Items from a labeling collection

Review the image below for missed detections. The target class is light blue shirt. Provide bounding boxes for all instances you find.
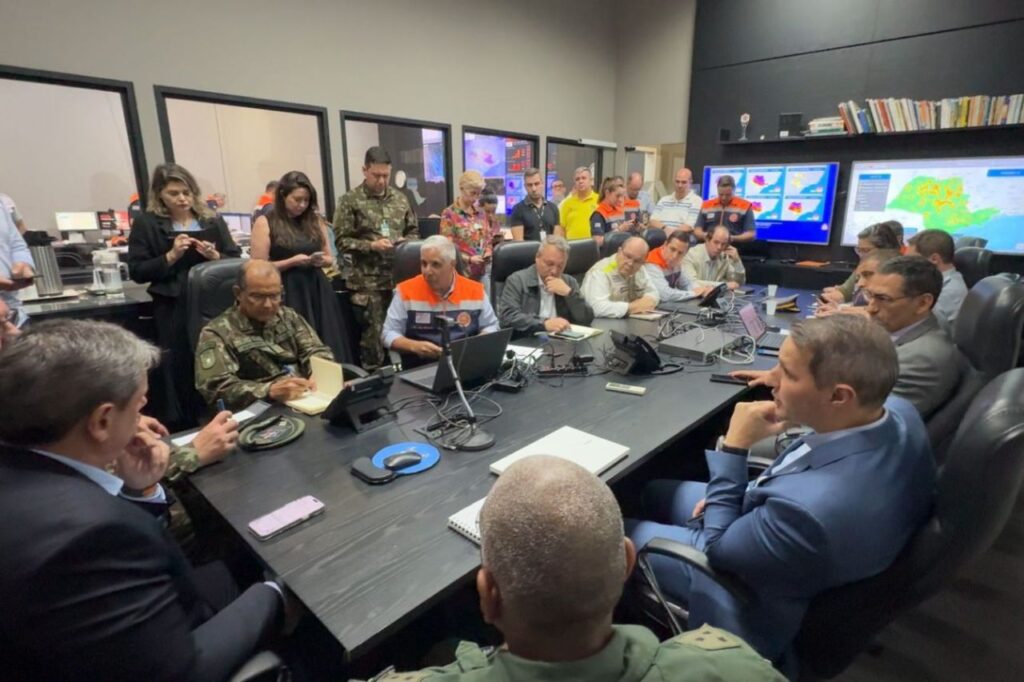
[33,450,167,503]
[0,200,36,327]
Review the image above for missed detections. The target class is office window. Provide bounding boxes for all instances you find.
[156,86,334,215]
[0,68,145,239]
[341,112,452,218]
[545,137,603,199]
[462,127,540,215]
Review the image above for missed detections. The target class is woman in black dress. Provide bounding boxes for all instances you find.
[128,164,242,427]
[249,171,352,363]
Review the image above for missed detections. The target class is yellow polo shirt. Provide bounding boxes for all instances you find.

## EXERCISE DIRECTIONS
Edit the listing above so that each occurrence of "missed detections" becomes "overlooked objects", keeping all other text unchanged. Leave the pictures out of your answer.

## OUTPUT OF THE EXERCISE
Review the image below for overlooked objects. The target class is light blue shirt. Provide bounding boxes for all instances you find.
[33,450,167,503]
[0,200,36,327]
Review the image above for overlooked objects. The target class is office window. Provide bounding boxes for all instances you find.
[156,86,334,215]
[0,68,145,239]
[341,112,452,218]
[545,137,603,199]
[462,127,540,215]
Review the image above for overlooked objects. The target class is woman in black dress. Provide bounding boxes for all instances you find.
[128,164,242,427]
[249,171,352,363]
Review the image above for overlooked objects. The target class is yellow polo shirt. Provide bounding boxes for all instances you find.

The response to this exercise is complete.